START SUPPLIED RECORDS
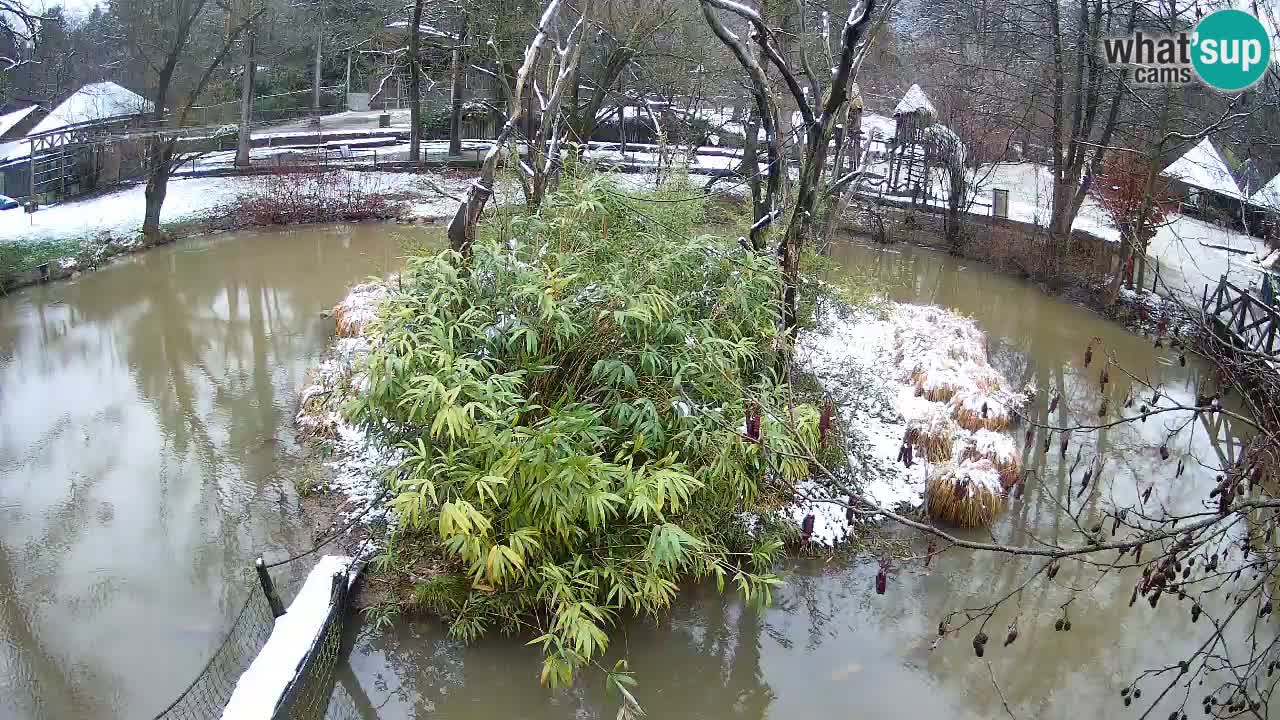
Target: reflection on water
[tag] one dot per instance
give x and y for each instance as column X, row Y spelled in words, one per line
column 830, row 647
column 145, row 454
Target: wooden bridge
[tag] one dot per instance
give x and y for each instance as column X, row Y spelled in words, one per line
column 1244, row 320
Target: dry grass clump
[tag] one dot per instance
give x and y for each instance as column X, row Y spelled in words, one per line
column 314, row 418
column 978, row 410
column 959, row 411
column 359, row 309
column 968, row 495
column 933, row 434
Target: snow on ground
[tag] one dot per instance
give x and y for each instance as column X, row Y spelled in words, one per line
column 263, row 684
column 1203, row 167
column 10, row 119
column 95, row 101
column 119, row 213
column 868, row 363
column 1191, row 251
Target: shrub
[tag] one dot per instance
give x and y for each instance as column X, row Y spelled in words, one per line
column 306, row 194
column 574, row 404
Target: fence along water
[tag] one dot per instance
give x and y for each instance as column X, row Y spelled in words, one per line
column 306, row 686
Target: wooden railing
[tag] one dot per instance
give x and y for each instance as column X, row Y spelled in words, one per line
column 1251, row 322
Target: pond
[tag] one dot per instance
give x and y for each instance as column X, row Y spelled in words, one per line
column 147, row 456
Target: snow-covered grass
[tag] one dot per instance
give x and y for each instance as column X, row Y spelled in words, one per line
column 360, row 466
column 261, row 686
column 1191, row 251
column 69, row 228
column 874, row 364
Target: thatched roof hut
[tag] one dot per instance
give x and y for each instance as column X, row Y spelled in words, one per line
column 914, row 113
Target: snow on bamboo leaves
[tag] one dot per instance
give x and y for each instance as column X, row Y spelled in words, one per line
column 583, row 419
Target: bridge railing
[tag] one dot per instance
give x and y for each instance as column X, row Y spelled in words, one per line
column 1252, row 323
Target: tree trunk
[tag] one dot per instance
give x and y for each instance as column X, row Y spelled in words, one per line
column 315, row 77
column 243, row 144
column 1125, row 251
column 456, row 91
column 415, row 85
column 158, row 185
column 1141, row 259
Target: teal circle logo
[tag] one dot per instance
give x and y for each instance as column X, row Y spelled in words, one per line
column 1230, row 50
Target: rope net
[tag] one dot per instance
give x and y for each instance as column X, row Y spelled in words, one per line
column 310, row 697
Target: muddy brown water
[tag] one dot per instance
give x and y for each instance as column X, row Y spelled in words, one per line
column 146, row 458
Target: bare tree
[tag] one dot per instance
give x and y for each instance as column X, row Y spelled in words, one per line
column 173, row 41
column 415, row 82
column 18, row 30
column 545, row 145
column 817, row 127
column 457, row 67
END SUPPLIED RECORDS
WHAT THIS TASK INVOLVES
Wherever a line in the records contains the word "railing", copy that line.

EXPECTED OUTPUT
Target: wooden railing
Target: bridge railing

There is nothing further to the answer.